» WORK ORDER 1
From the article on stonewalling in divorce, copy everything from "The emotional toll" down to "therapist or counselor.".
» WORK ORDER 2
In the stonewalling article, condense the paragraph beginning "Stonewalling can prolong your divorce process" into a short bulleted list that keeps its main facts.

Divorce is a challenging process under the best of circumstances, and there is often anger and hurt. Unfortunately, many people react poorly during those stressful moments, and you may find yourself facing stonewalling by your spouse.
When a spouse chooses to stonewall or deliberately delay and complicate the divorce proceedings, it can make an already difficult situation even more stressful. If you believe your spouse is stonewalling you during your divorce, there are steps you can take.
Identifying stonewalling behavior
Stonewalling is a tactic where one person in a conversation or negotiation refuses to communicate or cooperate. In a divorce, a stonewalling spouse may refuse to respond to requests for information, fail to comply with agreed-upon timelines or continually change their demands. These actions can slow down the divorce process, increase costs and escalate conflict.
Consequences of stonewalling
Stonewalling can prolong your divorce process and make it more costly. It can lead to longer court battles and increase your stress levels. Additionally, the courts do not look favorably upon stonewalling. If your spouse is purposefully delaying proceedings, it could negatively impact their standing in court.
Strategies for dealing with stonewalling
There are strategies you can use if your spouse is stonewalling. Documentation is essential; keep track of all interactions, noting any delays or refusals to cooperate.
Communicate clearly and directly, and keep your emotions in check. It is easy to become frustrated when dealing with a stonewalling spouse, but displaying anger or impatience can escalate the situation. Dr. John Gottman, of The Gottman Institute, recommends giving a stonewalling spouse some space and allowing them to cool down before trying to continue communications with them.
If attempts to move forward are not successful, you may need to involve the court. A judge can issue orders to compel cooperation, and sanctions may apply if your spouse continues to stonewall.
The emotional toll of stonewalling
Stonewalling can take an emotional toll. It is important to take care of your mental health during this challenging time. Reach out to supportive friends and family, engage in activities you enjoy and consider seeking help from a therapist or counselor.
By understanding stonewalling behavior and using effective strategies, you can work to overcome these challenges and move forward with your divorce.

» SOURCE DATA
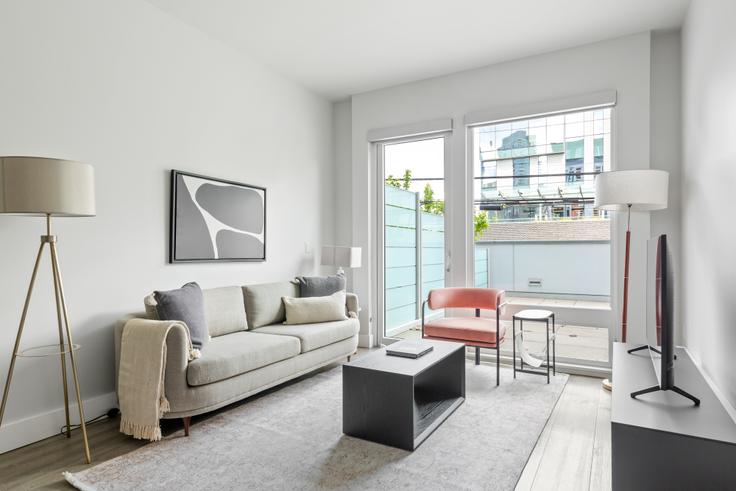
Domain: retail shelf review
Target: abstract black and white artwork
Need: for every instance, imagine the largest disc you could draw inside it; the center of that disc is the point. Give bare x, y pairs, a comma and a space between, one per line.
216, 220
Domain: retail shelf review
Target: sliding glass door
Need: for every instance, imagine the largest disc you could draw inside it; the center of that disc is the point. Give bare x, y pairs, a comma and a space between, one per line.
411, 231
537, 234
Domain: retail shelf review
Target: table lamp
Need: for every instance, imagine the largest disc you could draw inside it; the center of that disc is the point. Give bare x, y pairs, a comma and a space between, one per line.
342, 257
630, 190
35, 186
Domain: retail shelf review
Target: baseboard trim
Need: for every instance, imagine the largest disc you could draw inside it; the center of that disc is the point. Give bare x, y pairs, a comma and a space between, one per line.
16, 434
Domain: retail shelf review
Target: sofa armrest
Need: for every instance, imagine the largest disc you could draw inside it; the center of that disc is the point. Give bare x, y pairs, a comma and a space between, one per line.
177, 355
351, 303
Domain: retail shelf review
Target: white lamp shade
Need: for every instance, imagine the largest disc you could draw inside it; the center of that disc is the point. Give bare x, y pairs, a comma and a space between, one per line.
41, 186
643, 190
344, 257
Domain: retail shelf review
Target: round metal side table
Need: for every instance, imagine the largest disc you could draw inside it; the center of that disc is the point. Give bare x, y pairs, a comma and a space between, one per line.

» TASK ANSWER 1
The emotional toll of stonewalling
Stonewalling can take an emotional toll. It is important to take care of your mental health during this challenging time. Reach out to supportive friends and family, engage in activities you enjoy and consider seeking help from a therapist or counselor.

» TASK ANSWER 2
- Stonewalling makes the divorce longer and more expensive.
- It can mean longer court battles and more stress.
- Courts view stonewalling unfavorably.
- A spouse who deliberately delays proceedings may hurt their own standing in court.